### PASSAGE SHOWN
= = = = = = =
Several independent stroke experts and an editorial accompanying the study — by Martin M. Brown, MD, professor of stroke medicine at the Institute of Neurology, and Rosalind Raine, MBBS, PhD, professor of health services research, both of the University College London in England — urged caution in jumping to conclusions, however.
Although the investigators did find a significantly higher risk of stroke in women after stenting, they wrote “the test for a treatment-by-sex interaction was not statistically significant for this outcome — i.e., the relative difference in risk between stenting and endarterectomy in women was not statistically different to the relative difference in risk in men.”
They noted that “although the higher rate of periprocedural stroke in women who underwent stenting compared with those who had endarterectomy reached a conventional level of significance (p=0.013), this might still be a chance finding given that many different statistical comparisons were made. Moreover, the result is not consistent with other trial data.”
For instance, the editorialists wrote, in the Carotid Stenting Trialists' Collaboration analysis of individual data from three European-based randomized trials of carotid artery stenting versus carotid endarterectomy, risks of any stroke or death after carotid artery stenting were found to be 8.5 percent in women and 9 percent in men and there was a lower carotid artery stenting to carotid endarterectomy risk ratio in women than men (1.22 versus 1.68).
= = = = = = =
### DATA LISTING
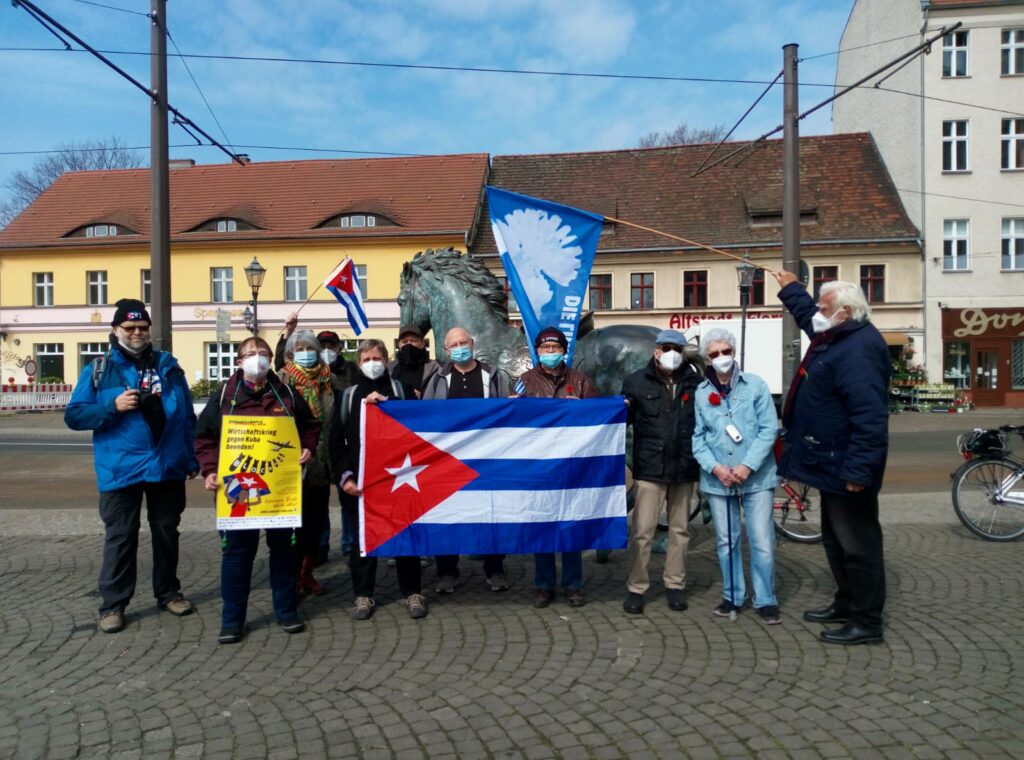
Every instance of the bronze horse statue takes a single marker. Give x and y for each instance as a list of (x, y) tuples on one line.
[(443, 289)]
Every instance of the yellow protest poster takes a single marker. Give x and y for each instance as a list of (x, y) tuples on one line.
[(259, 473)]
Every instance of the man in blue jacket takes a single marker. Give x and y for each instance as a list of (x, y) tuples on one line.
[(137, 405), (836, 420)]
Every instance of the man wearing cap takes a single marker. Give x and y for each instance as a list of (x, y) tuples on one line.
[(412, 364), (553, 379), (136, 402), (660, 409)]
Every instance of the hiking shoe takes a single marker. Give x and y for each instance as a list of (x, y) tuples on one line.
[(113, 621), (364, 607), (417, 606), (543, 597), (676, 599), (770, 615), (179, 606), (576, 598), (633, 603), (445, 585)]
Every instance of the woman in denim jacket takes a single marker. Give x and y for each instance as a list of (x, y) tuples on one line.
[(733, 405)]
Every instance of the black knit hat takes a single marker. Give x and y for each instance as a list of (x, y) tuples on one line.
[(130, 309)]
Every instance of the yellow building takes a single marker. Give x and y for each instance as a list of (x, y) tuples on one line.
[(84, 243)]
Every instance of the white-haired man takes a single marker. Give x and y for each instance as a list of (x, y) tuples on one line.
[(837, 438)]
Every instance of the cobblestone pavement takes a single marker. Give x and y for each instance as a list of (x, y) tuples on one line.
[(487, 675)]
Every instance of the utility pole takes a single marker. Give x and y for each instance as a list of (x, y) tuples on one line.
[(791, 204), (160, 224)]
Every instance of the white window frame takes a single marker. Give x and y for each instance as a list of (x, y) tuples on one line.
[(958, 144), (295, 283), (97, 280), (1011, 51), (42, 288), (1012, 247), (950, 53), (956, 245), (219, 361), (221, 284)]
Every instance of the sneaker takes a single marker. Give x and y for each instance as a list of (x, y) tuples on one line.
[(676, 599), (543, 597), (417, 606), (576, 598), (364, 607), (113, 621), (770, 615), (179, 606)]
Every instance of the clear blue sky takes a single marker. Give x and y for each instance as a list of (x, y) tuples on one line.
[(47, 98)]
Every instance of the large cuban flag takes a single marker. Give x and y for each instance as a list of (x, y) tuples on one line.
[(343, 284), (547, 250), (493, 476)]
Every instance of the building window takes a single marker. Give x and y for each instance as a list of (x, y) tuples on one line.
[(642, 290), (219, 361), (95, 288), (823, 275), (600, 291), (955, 245), (954, 54), (49, 360), (872, 282), (695, 288), (1013, 143), (295, 283), (222, 284), (1013, 244), (89, 351), (954, 145), (42, 288), (1013, 51)]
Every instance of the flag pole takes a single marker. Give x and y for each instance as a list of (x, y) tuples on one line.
[(688, 242)]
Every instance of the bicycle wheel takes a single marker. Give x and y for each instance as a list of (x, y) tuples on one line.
[(981, 491), (798, 516)]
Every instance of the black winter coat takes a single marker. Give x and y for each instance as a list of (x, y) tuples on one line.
[(663, 424)]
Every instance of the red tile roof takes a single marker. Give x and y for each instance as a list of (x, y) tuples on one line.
[(843, 180), (287, 199)]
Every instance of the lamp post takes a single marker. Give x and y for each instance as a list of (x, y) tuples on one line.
[(254, 276), (744, 272)]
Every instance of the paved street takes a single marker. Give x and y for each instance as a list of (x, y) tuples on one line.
[(486, 675)]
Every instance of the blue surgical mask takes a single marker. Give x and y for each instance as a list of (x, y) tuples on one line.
[(461, 354), (305, 359), (551, 361)]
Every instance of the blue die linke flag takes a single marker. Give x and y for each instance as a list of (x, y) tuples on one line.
[(493, 476), (547, 250)]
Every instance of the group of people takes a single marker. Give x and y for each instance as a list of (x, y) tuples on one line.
[(695, 421)]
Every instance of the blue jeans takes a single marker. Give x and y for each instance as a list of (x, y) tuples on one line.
[(544, 576), (761, 539), (237, 571)]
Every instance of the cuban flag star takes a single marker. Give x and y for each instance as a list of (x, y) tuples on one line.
[(493, 476), (344, 285), (547, 250)]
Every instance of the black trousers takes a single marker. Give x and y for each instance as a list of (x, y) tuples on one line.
[(121, 511), (852, 538)]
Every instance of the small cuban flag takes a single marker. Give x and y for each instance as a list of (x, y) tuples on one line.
[(344, 285), (493, 476)]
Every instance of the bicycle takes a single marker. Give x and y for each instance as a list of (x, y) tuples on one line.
[(987, 490)]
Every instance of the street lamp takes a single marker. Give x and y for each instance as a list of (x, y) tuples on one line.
[(254, 276), (744, 272)]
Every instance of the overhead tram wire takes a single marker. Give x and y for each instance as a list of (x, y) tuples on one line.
[(50, 24)]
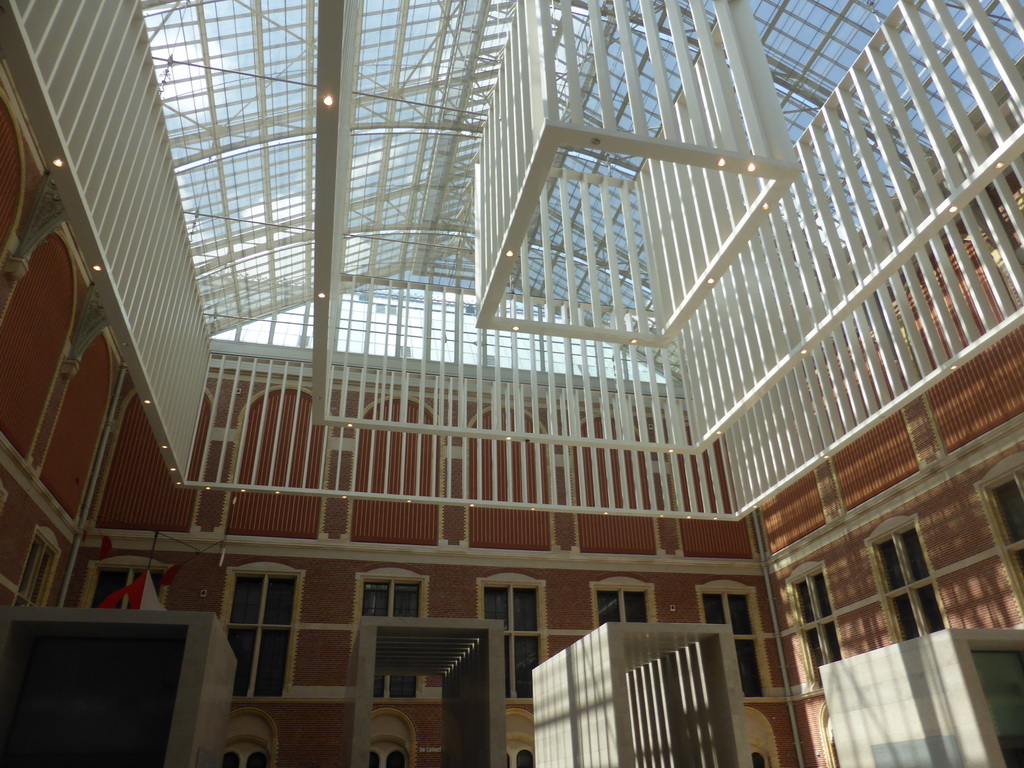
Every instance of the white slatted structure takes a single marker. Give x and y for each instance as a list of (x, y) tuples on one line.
[(557, 401), (600, 86), (897, 258), (84, 73)]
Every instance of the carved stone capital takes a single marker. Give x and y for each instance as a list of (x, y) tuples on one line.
[(91, 321), (47, 214), (15, 268)]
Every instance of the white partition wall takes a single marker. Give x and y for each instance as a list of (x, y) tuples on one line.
[(641, 694), (949, 699)]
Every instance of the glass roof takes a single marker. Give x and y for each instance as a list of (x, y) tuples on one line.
[(239, 84)]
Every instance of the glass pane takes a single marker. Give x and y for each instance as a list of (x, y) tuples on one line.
[(914, 555), (407, 600), (833, 651), (930, 607), (525, 660), (508, 667), (747, 655), (375, 599), (243, 642), (804, 598), (814, 648), (496, 604), (245, 607), (607, 607), (272, 659), (524, 609), (714, 608), (904, 613), (1001, 675), (107, 583), (636, 606), (279, 601), (402, 686), (890, 561), (1012, 506), (739, 614), (821, 592)]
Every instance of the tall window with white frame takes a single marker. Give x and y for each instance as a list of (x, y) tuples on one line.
[(1009, 501), (388, 598), (817, 630), (516, 608), (908, 585), (37, 574), (259, 632), (621, 605), (734, 609)]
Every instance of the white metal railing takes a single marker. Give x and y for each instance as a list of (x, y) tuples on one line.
[(558, 439)]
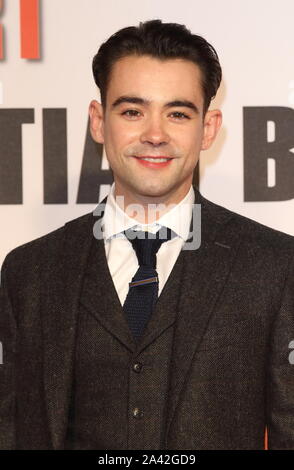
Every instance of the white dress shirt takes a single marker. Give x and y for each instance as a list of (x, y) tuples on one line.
[(121, 257)]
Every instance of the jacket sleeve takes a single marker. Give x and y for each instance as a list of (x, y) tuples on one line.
[(7, 365), (280, 372)]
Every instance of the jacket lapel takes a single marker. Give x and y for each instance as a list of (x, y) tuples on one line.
[(204, 276), (61, 285)]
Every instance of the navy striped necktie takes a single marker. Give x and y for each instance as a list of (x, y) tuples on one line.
[(143, 289)]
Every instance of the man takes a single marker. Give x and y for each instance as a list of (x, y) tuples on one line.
[(100, 355)]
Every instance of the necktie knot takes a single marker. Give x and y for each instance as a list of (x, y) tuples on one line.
[(147, 244)]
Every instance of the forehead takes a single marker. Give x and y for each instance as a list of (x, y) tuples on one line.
[(155, 79)]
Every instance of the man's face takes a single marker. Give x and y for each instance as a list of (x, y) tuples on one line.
[(154, 108)]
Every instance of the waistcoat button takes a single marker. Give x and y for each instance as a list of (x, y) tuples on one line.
[(137, 367)]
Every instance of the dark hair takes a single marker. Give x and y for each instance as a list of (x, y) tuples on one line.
[(162, 41)]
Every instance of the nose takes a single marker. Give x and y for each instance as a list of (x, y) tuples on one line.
[(155, 132)]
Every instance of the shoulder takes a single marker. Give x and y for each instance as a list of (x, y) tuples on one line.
[(36, 251), (252, 232)]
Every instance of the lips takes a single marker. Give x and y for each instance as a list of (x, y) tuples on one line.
[(151, 156)]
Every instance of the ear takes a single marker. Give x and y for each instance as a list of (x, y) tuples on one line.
[(96, 121), (212, 123)]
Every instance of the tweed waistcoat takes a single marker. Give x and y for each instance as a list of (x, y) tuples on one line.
[(119, 391)]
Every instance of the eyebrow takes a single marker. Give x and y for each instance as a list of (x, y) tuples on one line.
[(145, 102)]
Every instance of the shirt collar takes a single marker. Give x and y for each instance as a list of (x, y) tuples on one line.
[(115, 220)]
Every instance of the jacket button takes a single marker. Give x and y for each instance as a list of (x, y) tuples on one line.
[(137, 367), (137, 413)]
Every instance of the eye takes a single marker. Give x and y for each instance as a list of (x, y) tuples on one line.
[(179, 115), (131, 113)]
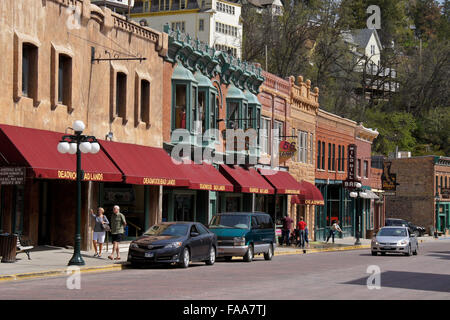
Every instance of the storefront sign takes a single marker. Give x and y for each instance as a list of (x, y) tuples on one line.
[(12, 176), (351, 162), (445, 193), (159, 181), (351, 181), (259, 190), (211, 187), (388, 179), (287, 191), (287, 150)]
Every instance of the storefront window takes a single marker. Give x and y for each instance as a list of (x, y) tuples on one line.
[(184, 208), (202, 108), (180, 107), (233, 115)]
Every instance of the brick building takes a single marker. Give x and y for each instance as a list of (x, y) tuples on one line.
[(48, 81), (421, 195), (303, 116)]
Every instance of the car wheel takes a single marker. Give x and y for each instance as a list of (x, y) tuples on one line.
[(409, 253), (185, 257), (249, 255), (269, 254), (212, 257)]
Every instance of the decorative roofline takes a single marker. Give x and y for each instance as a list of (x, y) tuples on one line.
[(198, 56)]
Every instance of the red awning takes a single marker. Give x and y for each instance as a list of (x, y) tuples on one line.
[(311, 195), (37, 150), (145, 165), (204, 177), (282, 181), (246, 180)]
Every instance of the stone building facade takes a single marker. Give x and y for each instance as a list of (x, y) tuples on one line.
[(421, 195), (49, 80)]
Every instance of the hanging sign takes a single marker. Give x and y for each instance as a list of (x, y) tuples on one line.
[(287, 150), (12, 176), (388, 179), (350, 182)]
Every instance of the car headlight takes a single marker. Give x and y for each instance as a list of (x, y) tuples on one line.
[(173, 245), (239, 241)]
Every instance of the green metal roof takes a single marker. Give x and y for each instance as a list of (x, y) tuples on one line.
[(181, 73), (235, 93), (203, 81), (251, 98)]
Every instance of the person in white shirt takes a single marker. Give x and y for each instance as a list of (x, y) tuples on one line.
[(335, 227)]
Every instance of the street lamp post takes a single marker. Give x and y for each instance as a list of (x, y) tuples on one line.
[(355, 194), (438, 227), (77, 144)]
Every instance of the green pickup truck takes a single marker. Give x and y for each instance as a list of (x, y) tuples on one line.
[(244, 234)]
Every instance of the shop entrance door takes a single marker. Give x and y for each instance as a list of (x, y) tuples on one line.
[(184, 208)]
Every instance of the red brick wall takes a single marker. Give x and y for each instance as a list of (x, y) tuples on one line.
[(363, 153), (337, 132)]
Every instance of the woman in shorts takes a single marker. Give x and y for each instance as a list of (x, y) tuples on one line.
[(99, 230)]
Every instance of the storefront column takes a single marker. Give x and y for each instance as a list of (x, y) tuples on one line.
[(147, 207)]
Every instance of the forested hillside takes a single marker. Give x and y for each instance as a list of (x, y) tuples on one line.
[(309, 39)]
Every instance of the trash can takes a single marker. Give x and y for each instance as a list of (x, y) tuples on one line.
[(369, 234), (8, 245)]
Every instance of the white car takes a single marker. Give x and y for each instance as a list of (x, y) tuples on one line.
[(395, 240)]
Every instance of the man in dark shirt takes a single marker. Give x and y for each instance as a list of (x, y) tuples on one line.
[(301, 226), (287, 227)]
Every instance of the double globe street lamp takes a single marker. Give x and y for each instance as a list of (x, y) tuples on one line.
[(77, 144), (355, 194)]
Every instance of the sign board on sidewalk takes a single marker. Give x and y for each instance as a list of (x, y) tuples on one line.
[(350, 182), (12, 176), (287, 150)]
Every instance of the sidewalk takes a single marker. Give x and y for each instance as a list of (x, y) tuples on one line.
[(321, 246), (49, 261)]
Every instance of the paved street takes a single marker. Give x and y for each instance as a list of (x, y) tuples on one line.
[(327, 275)]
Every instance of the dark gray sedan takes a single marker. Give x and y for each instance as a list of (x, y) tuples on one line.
[(395, 240), (174, 242)]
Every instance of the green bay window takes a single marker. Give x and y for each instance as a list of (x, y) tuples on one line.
[(207, 96), (236, 109), (184, 99)]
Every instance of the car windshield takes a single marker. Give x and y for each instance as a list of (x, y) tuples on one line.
[(396, 223), (392, 232), (230, 221), (167, 230)]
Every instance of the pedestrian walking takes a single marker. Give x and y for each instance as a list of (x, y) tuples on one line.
[(118, 223), (301, 226), (307, 236), (100, 228), (286, 231), (335, 227)]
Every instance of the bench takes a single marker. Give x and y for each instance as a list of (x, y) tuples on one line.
[(23, 246)]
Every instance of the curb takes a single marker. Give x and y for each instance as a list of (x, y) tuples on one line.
[(59, 272), (300, 251)]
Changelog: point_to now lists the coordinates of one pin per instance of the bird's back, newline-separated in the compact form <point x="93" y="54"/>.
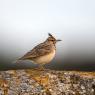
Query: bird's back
<point x="38" y="51"/>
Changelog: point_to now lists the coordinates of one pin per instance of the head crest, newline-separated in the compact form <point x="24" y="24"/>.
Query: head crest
<point x="50" y="35"/>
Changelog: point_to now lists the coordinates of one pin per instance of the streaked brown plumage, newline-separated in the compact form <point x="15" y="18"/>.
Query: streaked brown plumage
<point x="42" y="53"/>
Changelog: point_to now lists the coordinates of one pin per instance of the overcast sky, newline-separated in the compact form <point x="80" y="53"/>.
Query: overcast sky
<point x="25" y="23"/>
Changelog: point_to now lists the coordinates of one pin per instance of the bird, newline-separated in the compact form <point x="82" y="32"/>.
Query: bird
<point x="43" y="53"/>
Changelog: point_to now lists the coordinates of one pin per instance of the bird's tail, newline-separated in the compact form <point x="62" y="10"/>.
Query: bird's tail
<point x="16" y="61"/>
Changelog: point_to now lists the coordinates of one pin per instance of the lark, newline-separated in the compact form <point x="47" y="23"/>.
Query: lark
<point x="42" y="53"/>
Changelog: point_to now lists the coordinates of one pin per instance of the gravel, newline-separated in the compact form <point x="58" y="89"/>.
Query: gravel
<point x="47" y="82"/>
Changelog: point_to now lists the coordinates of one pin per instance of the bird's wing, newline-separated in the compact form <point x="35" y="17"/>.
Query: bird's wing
<point x="37" y="51"/>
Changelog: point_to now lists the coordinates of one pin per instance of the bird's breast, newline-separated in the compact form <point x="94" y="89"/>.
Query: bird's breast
<point x="46" y="58"/>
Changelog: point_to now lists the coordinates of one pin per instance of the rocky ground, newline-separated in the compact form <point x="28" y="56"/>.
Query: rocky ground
<point x="48" y="82"/>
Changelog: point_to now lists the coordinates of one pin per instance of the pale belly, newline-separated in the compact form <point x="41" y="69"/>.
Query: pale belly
<point x="45" y="59"/>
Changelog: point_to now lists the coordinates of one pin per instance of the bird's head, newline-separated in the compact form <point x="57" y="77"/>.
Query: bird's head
<point x="52" y="39"/>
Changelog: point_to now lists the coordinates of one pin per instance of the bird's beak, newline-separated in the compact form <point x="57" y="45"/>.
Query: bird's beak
<point x="58" y="40"/>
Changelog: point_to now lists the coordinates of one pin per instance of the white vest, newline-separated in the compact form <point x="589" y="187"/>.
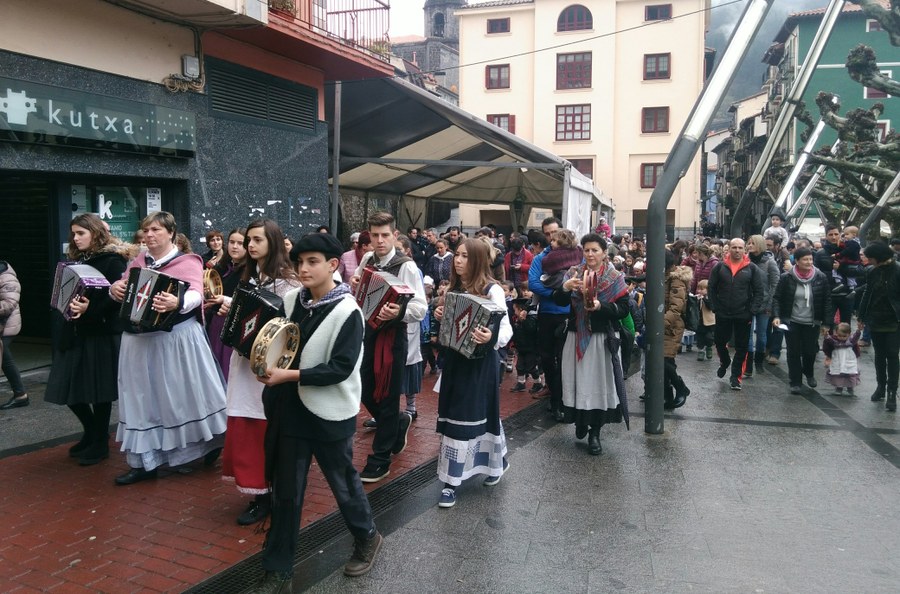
= = = = = = =
Can you continue the passage on carotid stenting and stroke risk in women from its final sentence, setting the material aside?

“We did a meta-analysis of available data on the risk of treatment according to sex from the randomized trials, the findings of which are consistent with there being no real effect of sex on the risks of either treatment,” the editorialists wrote. They added that symptomatic status may be a much more powerful determinant of risk of treatment than sex.
Cheryl Bushnell, MD, associate professor of neurology and director of the Primary Stroke Center at Wake Forest Baptist Medical Center, said she was also surprised by these latest findings. She said they will make her “pause a little bit more and have the discussion with patients that says, ‘This is a large trial and it found that there's a higher rate of early complications for women who get stenting, particularly when it came to stroke.’”
At the same time, however, she said more research was needed to sort out which patients — whether men or women — would benefit from which approach, including medical management of disease.
“These are high-risk patients, period, and we need to be able to maximize the benefits of therapy,” she told Neurology Today.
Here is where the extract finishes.